[Problem statement]: Render the items below as a two-column CSV with the header row item_text,answer and one row per item. Put each item's wording and its answer in separate quoted fields, with line breaks replaced by spaces, and leave out the pictures.

[Material]:
^^^^

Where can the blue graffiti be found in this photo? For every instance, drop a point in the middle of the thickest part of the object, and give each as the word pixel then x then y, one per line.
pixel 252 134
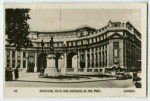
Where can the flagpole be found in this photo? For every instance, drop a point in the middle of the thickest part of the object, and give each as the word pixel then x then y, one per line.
pixel 60 19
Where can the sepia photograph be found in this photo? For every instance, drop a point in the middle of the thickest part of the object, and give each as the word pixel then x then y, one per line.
pixel 74 48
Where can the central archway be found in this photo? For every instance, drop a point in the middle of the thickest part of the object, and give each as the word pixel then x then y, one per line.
pixel 59 61
pixel 40 59
pixel 72 57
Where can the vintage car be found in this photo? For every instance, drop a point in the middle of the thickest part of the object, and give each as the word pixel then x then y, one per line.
pixel 128 76
pixel 137 80
pixel 120 75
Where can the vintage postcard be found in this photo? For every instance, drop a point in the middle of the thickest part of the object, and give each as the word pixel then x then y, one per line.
pixel 75 50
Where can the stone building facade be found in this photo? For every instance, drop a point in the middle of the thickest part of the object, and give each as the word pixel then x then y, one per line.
pixel 116 45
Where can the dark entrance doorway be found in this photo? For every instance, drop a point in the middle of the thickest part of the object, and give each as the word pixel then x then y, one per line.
pixel 40 59
pixel 69 59
pixel 58 56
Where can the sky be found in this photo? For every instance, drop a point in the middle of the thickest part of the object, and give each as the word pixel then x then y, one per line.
pixel 71 19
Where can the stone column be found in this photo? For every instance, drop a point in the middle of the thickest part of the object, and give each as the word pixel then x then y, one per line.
pixel 94 58
pixel 5 58
pixel 98 56
pixel 35 67
pixel 78 59
pixel 108 55
pixel 27 59
pixel 104 56
pixel 16 59
pixel 90 58
pixel 10 59
pixel 63 70
pixel 86 62
pixel 21 55
pixel 101 56
pixel 65 57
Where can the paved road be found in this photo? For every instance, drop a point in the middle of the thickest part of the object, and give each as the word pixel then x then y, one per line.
pixel 102 84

^^^^

[Correct answer]:
item_text,answer
"Where can the blue graffiti be found in this photo? For every instance, drop a point in the middle of the thickest part of the object, and give each as the word pixel then x then y, one per line.","pixel 252 134"
"Where can the flagpole be found in this photo? For every instance, drop a point in the middle of the thickest part of the object, and give each as the word pixel then x then y, one per line.","pixel 60 19"
"Where can the sepia photograph be found in this photo? For every instance, drop a point in the middle of the thickest part of the object, and give each as the word pixel then x then y, one per line.","pixel 74 48"
"Where can the central archway be found in this photo? For every instance, drop a point in the middle of the thickest part of the object, and give each as the word pixel then x then y, one per line.","pixel 59 61 pixel 40 59 pixel 72 57"
"Where can the vintage car be found in this photo? For every instance, drop a point in the middle of the thickest part of the object, and give each as the word pixel then x then y, one per line.","pixel 128 76 pixel 137 80 pixel 120 75"
"Where can the vintage postcard be found in this photo? For every instance, drop a point in the middle of the thickest part of the object, and give each as the word pixel then x then y, one per line.","pixel 75 50"
"Where can the stone building facade be found in this photo? For every instance, drop a point in the middle of the thickest part of the object, and give each as the word pixel then x then y, one per line.","pixel 116 45"
"Where can the dark entrance doorway be found in this photo? For every instance, drop a point in the middle of the thickest part of the object, and give each as the word pixel then x then y, one per line.","pixel 40 59 pixel 69 59 pixel 58 56"
"Where can the sky be found in this photo? For every instance, drop a point in the middle of the thickest part of the object, and give each as the word pixel then x then y, one per line.","pixel 71 19"
"Where can the stone column be found in this photo? For every instance, drop a point in the middle of the thickest part of the object, and give each as the word pixel then x then y, one per line.","pixel 94 58 pixel 5 58 pixel 98 56 pixel 35 67 pixel 78 59 pixel 108 55 pixel 27 59 pixel 104 56 pixel 16 59 pixel 90 58 pixel 10 59 pixel 63 70 pixel 86 62 pixel 21 55 pixel 101 56 pixel 65 57"
"Where can the paved road be found in this photo? For every instance, drop a point in the middle of the thickest part of the object, and give each as the word pixel then x then y, one per line.","pixel 102 84"